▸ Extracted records
==========
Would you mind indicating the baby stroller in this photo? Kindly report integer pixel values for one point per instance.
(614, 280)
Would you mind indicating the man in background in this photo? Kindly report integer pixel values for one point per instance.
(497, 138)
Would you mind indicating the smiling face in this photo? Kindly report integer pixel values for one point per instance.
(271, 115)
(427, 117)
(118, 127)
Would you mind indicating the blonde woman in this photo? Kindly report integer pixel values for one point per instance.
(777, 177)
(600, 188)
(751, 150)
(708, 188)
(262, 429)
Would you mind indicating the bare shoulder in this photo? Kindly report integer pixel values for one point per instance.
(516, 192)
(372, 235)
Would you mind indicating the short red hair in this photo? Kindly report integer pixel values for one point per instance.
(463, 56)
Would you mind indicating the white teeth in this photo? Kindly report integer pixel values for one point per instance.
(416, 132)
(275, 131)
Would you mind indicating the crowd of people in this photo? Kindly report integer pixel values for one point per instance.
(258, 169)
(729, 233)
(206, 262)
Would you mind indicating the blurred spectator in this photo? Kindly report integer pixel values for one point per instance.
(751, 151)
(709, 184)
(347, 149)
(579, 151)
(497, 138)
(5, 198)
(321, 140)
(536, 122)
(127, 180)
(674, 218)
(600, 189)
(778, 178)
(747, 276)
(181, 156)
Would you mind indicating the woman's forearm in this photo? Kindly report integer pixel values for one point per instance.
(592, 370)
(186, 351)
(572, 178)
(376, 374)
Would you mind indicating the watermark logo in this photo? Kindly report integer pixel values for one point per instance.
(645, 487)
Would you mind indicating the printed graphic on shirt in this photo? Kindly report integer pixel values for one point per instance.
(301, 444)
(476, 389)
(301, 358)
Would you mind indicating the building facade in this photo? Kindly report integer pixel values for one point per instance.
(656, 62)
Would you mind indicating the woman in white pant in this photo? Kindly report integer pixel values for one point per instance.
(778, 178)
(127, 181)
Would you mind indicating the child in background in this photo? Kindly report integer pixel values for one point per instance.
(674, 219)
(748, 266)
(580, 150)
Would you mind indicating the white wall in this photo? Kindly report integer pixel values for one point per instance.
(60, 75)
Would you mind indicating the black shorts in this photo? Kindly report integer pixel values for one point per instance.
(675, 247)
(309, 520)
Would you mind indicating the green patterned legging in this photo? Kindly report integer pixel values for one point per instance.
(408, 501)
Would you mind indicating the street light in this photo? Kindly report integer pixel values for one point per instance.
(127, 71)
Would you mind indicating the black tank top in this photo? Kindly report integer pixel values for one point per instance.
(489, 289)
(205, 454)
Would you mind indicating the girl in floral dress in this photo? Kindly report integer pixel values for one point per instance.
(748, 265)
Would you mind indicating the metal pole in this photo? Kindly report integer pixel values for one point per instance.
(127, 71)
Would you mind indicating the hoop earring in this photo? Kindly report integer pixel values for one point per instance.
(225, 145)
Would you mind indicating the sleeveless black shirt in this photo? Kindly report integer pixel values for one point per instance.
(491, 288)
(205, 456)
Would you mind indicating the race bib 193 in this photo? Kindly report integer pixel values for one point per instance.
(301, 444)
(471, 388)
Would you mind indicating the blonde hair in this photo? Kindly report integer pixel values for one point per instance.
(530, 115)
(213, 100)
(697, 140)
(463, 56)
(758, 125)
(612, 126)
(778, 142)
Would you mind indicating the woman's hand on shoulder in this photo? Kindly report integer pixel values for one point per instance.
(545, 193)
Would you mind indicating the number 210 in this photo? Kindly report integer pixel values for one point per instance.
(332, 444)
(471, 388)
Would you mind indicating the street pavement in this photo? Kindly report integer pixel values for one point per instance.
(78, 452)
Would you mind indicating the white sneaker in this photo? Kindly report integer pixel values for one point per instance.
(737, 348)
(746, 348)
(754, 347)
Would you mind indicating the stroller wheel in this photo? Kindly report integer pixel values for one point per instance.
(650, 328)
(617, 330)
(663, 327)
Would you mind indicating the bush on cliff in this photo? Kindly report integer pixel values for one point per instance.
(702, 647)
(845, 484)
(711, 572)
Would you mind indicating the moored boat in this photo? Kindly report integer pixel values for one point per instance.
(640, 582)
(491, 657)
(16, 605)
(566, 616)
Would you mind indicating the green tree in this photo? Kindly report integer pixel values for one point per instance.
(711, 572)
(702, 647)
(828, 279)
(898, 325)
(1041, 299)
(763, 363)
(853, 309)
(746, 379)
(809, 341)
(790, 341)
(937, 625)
==========
▸ WORK TO COMPLETE
Nothing but the lines from the one with "Would you mind indicating the green tree" through the final line of the data above should be output, exactly as written.

▸ TASK SOLUTION
Would you mind indicating the green tree in this photo? Kindly report integer pixel values for one point per instance.
(711, 572)
(702, 647)
(828, 279)
(898, 325)
(1041, 299)
(763, 363)
(853, 309)
(746, 379)
(809, 341)
(790, 341)
(937, 625)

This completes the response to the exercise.